# What is required:
Copy every item below word for word, keeping each line as it appears. Leave the pictures out of your copy.

[Source items]

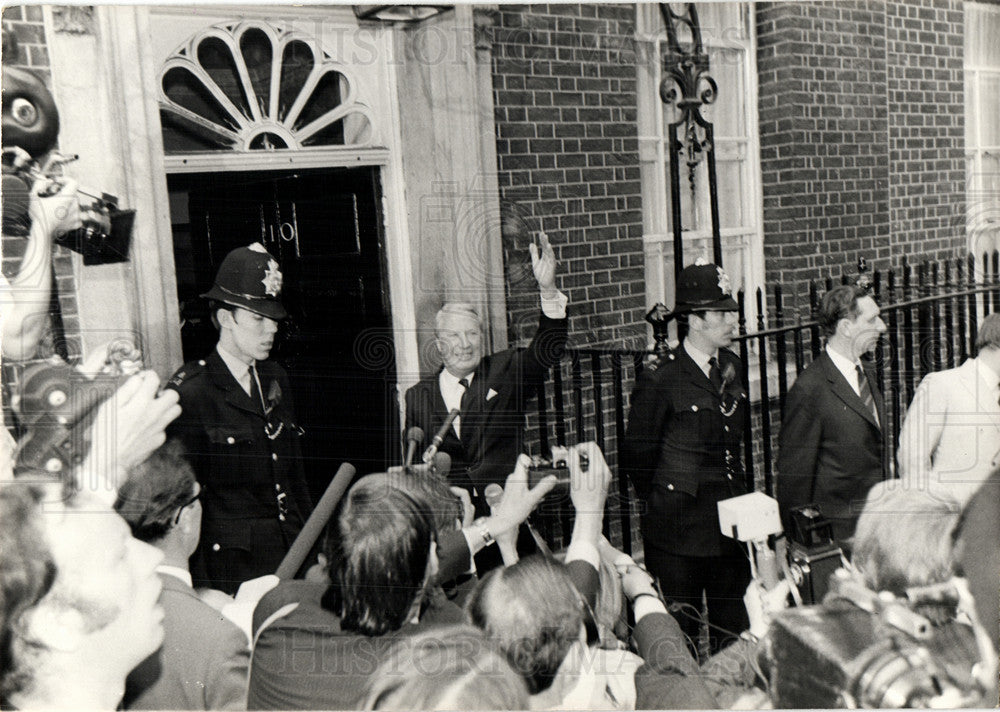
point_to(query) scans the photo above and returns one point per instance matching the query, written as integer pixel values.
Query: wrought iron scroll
(687, 85)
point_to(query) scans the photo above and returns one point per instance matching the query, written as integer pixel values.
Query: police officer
(682, 455)
(238, 427)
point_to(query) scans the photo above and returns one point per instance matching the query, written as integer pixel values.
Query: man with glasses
(204, 660)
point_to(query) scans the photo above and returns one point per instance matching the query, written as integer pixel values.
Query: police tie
(715, 375)
(866, 393)
(255, 396)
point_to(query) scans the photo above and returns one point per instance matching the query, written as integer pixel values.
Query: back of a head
(988, 336)
(838, 303)
(449, 668)
(27, 574)
(382, 554)
(533, 612)
(153, 491)
(904, 538)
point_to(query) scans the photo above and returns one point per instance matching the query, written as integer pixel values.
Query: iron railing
(931, 311)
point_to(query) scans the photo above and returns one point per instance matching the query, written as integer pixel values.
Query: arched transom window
(251, 86)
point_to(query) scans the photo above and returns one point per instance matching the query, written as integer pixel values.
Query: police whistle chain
(317, 521)
(414, 436)
(439, 436)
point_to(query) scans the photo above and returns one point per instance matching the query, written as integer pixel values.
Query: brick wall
(861, 119)
(924, 58)
(564, 90)
(824, 142)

# Answer to this exercise:
point_to(query) scans the photo above and returns one point per instance matching the query, written as integer pixel values.
Query: wrought iron scroll
(687, 85)
point_to(query) scans the photo above and returns one point per instance matching the query, written as integer pixel values.
Query: police officer
(682, 455)
(238, 427)
point_to(query) scans the photo above and returns one point per instance matching the query, written as integer pixel values.
Query: man with glasses
(204, 660)
point_to(query) scans the photo above and returns one point per instance matching the query, written as integer pixel values.
Query: police tie
(715, 375)
(866, 393)
(255, 396)
point_to(query) scans the photo above and returns one point per instance matching the query, written as integer pixel values.
Query: back of a head
(988, 336)
(838, 303)
(449, 668)
(27, 574)
(382, 554)
(533, 612)
(153, 491)
(904, 538)
point_to(query) scans the photo above and returns one point per instance matching the query, written as integer pixel values.
Query: iron railing
(931, 311)
point_to(query) scans the photo above and returns one point per instance matching the query, written as integer pixel values.
Query: arched transom window
(251, 86)
point_to(query) scans the photo above and returns one point per instance matching the query, written as integer pixel values.
Query: police whistle chain
(317, 521)
(414, 436)
(439, 436)
point_to(query) scans the photo above and returns one point per instance matching the query, written as integer pixel values.
Query: brick wall
(861, 119)
(924, 58)
(564, 90)
(824, 142)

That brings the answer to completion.